Directions:
1 - In the 5.5 gallon tank thread, quote the passage that begins at the words "## Adz1 (Apr" and stops after the words "on the growth.".
2 - According to the 5.5 gallon tank thread, why did the original poster decide to start a high tech planted tank? Answer in one to three sentences.

Passage:
'''

# tryumf's 5.5 Gallon



## tryumf_604 (Sep 18, 2010)

Hey Guys,

My initial plan was to get a small tank to put my Narrow Leaf Java Fern and Anubias in from my cichlid tank. I got my supplies ready and started to put the plants in. I didn't like it all so I decided to start a high tech planted tank.

Equipment:
CPR 16 Inch Aquafuge Light Fixture 6400K - 1 x 24W = 4.4 WPG
Eheim Ecco 2232 Canister Filter
10lbs CO2 Cylinder
JBJ Dual Gauge CO2 Regulator w/ Solenoid
Aqua Soil - Amazonia (3 Liters) - Powder
Power Sand Special - S (2 Liters)
Forest Sand - Orinoco
Coralife Turbo - Twist 3X UV Sterilizer - 9W
Hydor Mini Heater (7.5 Watt)
Spiral Glass CO2 Diffuser / Bubble Counter
Magic Lily Pipe Set 9mm
Brass Check Valve
1/2 to 3/8 Hose Reducer (x2)
All-Glass Aquarium 5.5 Gallon (DIY Rimless)
I followed these directions to take off the rims:
http://www.natureaquariumclubofutah.com/How_to_Remove_the_Rim_off_a_Standard_Rimmed_Tank.pdf

Future Livestock:
Galaxy Rasboras or Dwarf Puffers (I can't decide!)
Amano Shrimp

Plants:
Hemianthus Callitrichoides
Blyxa Japonica
Downoi

Stones:
Ryuoh Stone

Here are the pics:








































This was my initial setup but I didn't like the horn wood.








I planted the HC wrong.


----------



## tryumf_604 (Sep 18, 2010)




----------



## effox (Apr 21, 2010)

That's a great looking system you have there man. Fine work and good research!


----------



## joker1535 (May 23, 2010)

What's the silver canister?


----------



## tryumf_604 (Sep 18, 2010)

joker1535 said:


> What's the silver canister?


CO2 Cylinder?


----------



## Adz1 (Apr 21, 2010)

looks awesome...
can't wait to see it grow in some.


----------



## O.C.D Fishies (Apr 21, 2010)

It looks awesome I love the way the downi looks and the rocks. very good job looks nice and simpe and they rocks are great. I love where it is located wish I had one on my desk. Keep us updated on the growth.


----------



## joker1535 (May 23, 2010)

Yeah what's the co2 canister do?

'''

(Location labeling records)
'''

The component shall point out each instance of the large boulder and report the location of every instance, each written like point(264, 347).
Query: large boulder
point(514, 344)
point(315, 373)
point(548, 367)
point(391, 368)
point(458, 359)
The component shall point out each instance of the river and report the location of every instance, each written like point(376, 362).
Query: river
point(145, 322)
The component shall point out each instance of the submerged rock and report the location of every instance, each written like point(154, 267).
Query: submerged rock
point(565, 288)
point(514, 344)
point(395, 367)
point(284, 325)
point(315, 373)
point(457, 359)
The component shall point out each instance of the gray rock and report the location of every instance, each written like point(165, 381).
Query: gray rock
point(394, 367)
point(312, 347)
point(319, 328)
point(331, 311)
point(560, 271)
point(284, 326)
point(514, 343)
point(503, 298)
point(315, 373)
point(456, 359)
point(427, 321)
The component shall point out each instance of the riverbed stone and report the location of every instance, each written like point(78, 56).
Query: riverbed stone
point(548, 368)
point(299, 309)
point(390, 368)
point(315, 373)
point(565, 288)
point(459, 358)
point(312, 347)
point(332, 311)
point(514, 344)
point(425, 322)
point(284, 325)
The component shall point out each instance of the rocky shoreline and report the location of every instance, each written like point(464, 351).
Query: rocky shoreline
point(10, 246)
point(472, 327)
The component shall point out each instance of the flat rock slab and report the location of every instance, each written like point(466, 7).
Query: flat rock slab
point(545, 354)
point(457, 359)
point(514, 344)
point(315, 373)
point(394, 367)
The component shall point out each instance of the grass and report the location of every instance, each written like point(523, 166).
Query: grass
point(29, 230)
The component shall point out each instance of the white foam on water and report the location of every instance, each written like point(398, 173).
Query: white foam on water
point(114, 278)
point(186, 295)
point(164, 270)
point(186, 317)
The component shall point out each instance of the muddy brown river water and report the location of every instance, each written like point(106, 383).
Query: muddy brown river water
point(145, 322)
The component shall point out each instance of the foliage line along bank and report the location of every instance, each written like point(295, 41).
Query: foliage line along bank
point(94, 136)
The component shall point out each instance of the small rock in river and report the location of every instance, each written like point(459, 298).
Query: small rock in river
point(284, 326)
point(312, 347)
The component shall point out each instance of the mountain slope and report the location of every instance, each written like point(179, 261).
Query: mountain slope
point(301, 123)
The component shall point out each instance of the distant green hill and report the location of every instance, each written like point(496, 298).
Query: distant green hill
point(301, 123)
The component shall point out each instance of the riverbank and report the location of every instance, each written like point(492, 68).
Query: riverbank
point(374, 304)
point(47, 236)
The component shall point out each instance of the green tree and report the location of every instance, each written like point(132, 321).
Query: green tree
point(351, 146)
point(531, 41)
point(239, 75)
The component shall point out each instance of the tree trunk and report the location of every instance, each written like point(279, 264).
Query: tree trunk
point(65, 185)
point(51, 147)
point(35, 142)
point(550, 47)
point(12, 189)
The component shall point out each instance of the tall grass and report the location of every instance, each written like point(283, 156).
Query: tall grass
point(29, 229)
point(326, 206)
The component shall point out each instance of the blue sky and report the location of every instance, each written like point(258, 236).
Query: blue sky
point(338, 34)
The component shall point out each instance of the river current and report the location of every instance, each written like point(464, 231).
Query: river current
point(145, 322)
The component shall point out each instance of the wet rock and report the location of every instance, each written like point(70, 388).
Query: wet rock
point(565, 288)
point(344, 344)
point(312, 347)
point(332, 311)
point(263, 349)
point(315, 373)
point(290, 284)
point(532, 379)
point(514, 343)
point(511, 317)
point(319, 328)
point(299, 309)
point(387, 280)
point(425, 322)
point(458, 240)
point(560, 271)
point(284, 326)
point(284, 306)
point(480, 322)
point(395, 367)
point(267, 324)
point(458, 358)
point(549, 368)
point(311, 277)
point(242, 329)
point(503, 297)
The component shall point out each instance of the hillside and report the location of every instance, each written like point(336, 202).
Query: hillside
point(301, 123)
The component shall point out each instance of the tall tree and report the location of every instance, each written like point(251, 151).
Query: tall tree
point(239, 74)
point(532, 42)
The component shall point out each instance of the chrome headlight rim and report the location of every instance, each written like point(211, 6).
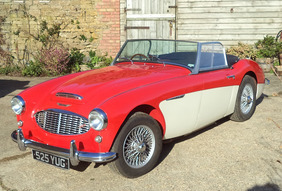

'''

Answers by task:
1 -
## Adz1 (Apr 21, 2010)

looks awesome...
can't wait to see it grow in some.


----------



## O.C.D Fishies (Apr 21, 2010)

It looks awesome I love the way the downi looks and the rocks. very good job looks nice and simpe and they rocks are great. I love where it is located wish I had one on my desk. Keep us updated on the growth.

2 - The poster first meant to set up a small tank for the Narrow Leaf Java Fern and Anubias from the cichlid tank. After gathering supplies and starting to put the plants in, the poster didn't like the result. That led to the decision to start a high tech planted tank instead.